* _YOUR INSTRUCTIONS_: Copy out the lines below word for word, keeping every line.

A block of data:
──────
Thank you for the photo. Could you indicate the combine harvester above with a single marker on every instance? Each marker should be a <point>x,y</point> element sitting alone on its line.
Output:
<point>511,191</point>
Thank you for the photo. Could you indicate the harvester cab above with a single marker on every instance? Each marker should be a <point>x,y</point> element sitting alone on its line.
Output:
──────
* _TASK RESULT_:
Thank you for the photo. Could you indicate the combine harvester above with a single marker on every instance? Each marker should be a <point>x,y</point> element sitting alone on its line.
Output:
<point>511,191</point>
Thank you for the photo. Could you indicate the harvester cab above with a single marker on every instance? Each marker should be a <point>x,y</point> element sitting alone on its line.
Output:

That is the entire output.